▸ GIVEN REQUEST: Find each line in the entries below that contains the word "pole", and copy those lines.

▸ GIVEN DATA:
%%

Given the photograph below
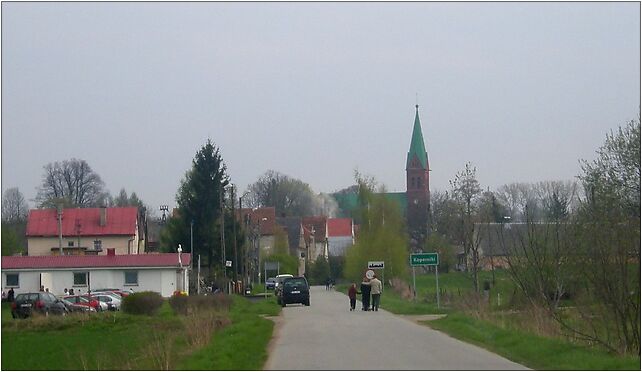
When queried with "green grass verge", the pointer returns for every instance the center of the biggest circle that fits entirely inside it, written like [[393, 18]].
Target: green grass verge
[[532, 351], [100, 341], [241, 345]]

%%
%%

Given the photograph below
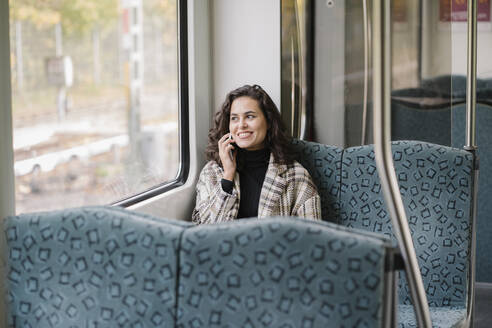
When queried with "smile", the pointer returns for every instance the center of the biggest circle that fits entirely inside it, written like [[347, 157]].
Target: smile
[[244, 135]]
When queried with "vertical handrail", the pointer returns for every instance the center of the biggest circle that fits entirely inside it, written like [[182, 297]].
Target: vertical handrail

%%
%%

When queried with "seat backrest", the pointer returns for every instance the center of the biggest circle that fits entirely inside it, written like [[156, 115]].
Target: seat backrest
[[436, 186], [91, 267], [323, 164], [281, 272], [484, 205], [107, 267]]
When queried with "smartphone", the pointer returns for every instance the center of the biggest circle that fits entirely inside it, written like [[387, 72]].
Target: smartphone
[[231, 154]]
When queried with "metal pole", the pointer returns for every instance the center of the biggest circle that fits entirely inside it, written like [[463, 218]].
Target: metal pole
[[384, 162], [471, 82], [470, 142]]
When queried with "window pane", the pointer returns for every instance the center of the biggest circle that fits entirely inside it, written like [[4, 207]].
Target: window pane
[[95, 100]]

%%

▸ THE SOLUTION:
When queried with "metal pole", the pointer returns for every instance the center of the biggest circle that fits entirely inside it, written like [[463, 218]].
Target: metal pole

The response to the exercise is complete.